**What is asked:** Pull out every line in the items below that contains the string "tower", and copy each such line in full. Case counts.

**Listed records:**

[start]

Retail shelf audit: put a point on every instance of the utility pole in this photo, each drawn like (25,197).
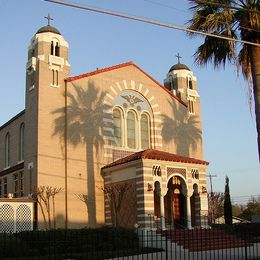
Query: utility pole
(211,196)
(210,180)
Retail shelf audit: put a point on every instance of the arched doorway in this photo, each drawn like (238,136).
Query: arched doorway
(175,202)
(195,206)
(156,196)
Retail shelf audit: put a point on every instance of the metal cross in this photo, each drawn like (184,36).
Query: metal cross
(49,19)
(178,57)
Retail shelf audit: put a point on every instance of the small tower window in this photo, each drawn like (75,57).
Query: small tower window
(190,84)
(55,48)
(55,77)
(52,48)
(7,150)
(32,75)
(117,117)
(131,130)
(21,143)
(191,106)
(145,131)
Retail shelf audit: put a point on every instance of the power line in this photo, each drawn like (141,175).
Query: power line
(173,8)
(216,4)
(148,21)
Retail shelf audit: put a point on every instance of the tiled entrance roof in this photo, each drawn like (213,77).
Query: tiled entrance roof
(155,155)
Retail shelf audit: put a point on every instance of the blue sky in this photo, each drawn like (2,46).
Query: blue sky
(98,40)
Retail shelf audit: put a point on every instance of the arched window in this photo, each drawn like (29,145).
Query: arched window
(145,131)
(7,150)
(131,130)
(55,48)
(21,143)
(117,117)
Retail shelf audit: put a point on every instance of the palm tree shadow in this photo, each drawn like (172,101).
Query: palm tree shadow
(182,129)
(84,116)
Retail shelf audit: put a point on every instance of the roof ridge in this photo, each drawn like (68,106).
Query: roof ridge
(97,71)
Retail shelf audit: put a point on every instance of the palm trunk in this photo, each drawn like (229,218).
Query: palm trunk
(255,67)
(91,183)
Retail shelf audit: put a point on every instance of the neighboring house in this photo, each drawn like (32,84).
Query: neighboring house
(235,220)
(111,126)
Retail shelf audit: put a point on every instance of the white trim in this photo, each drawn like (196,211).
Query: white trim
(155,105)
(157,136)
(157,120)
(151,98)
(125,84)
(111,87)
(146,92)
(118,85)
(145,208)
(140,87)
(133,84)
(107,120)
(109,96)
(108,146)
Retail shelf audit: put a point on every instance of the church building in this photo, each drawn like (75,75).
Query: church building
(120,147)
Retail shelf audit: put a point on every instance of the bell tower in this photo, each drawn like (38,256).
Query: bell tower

[end]
[start]

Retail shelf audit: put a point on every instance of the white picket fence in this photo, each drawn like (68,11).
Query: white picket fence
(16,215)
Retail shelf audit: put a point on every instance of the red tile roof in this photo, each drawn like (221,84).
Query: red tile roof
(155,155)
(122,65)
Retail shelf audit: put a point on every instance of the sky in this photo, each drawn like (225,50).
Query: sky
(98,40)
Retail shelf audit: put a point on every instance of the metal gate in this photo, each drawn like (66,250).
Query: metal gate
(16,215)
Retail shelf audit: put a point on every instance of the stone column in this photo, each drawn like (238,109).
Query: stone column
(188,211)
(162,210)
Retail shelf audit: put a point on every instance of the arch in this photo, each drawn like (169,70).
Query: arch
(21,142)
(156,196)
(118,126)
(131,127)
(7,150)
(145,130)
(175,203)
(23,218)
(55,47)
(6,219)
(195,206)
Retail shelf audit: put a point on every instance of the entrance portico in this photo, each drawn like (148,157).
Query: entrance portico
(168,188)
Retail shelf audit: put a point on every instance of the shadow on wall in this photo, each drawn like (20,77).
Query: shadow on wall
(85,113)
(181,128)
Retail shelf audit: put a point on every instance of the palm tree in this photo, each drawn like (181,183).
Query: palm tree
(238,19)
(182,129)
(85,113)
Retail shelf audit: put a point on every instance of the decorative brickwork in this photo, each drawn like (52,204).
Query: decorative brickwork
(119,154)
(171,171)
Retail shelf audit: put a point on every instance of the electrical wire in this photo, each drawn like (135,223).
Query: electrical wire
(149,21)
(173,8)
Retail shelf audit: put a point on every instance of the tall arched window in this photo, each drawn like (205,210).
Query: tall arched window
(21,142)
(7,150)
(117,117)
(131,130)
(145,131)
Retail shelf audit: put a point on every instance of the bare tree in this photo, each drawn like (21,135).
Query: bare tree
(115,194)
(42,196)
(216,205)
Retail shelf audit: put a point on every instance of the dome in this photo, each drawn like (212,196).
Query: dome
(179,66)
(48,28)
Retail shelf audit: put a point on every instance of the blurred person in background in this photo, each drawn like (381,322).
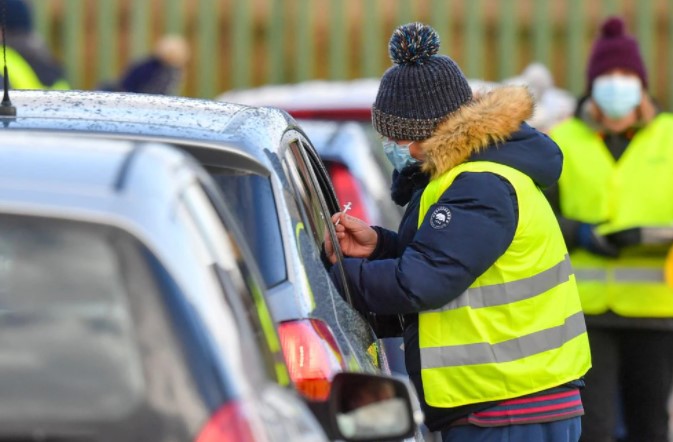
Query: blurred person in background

[end]
[start]

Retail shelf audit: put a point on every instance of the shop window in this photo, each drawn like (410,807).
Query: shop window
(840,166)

[end]

**Exercise answer:**
Retail shelf audit: put a point on every instance of the small tower window in this photo, each drawn like (75,57).
Query: small tower window
Retail shelf audit: put a point on every instance of the bell tower in this photo, each drawn like (38,256).
Query: bell tower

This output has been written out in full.